** Begin DATA RECORDS **

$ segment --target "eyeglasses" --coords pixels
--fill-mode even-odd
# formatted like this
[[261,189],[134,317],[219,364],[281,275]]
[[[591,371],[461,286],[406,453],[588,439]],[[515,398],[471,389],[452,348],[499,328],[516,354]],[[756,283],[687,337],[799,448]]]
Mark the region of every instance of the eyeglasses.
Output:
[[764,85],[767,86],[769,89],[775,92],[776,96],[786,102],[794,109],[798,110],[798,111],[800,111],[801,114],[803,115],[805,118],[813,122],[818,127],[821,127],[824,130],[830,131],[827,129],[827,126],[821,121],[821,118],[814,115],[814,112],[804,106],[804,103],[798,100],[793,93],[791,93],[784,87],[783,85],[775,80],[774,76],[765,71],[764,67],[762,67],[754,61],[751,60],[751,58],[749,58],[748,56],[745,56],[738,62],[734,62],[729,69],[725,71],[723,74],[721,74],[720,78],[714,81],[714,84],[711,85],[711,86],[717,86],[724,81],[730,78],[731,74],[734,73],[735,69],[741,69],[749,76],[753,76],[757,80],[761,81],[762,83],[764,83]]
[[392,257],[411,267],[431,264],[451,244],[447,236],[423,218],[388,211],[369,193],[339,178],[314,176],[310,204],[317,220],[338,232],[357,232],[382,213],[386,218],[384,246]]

** End DATA RECORDS **

• _WHAT YOU WILL DO_
Recast all of the rows above as a numbered list, omitting any blank lines.

• _REPLY TO THE TASK_
1. $ segment --target "eyeglasses" --coords pixels
2. --fill-mode even-odd
3. # formatted like this
4. [[261,189],[134,317],[219,364],[281,275]]
5. [[[591,371],[461,286],[406,453],[588,439]],[[515,398],[471,389],[452,348],[499,328],[516,354]],[[756,283],[687,337],[799,448]]]
6. Mark the region of every instance of the eyeglasses.
7. Output:
8. [[764,85],[767,86],[769,89],[775,92],[776,96],[786,102],[794,109],[798,110],[798,111],[800,111],[801,114],[803,115],[805,118],[813,122],[818,127],[821,127],[824,130],[830,131],[827,129],[827,126],[821,121],[821,118],[814,115],[814,112],[804,106],[804,103],[798,100],[793,93],[791,93],[784,87],[783,85],[775,80],[774,76],[765,71],[764,67],[762,67],[754,61],[751,60],[751,58],[749,58],[748,56],[745,56],[738,62],[734,62],[729,69],[725,71],[723,74],[721,74],[720,78],[714,81],[714,84],[711,85],[711,86],[717,86],[724,81],[730,78],[731,74],[734,73],[735,69],[741,69],[749,76],[753,76],[757,80],[761,81],[762,83],[764,83]]
9. [[392,257],[411,267],[431,264],[451,244],[447,236],[423,218],[388,211],[369,193],[339,178],[314,176],[310,204],[317,220],[338,232],[357,232],[382,213],[386,218],[384,246]]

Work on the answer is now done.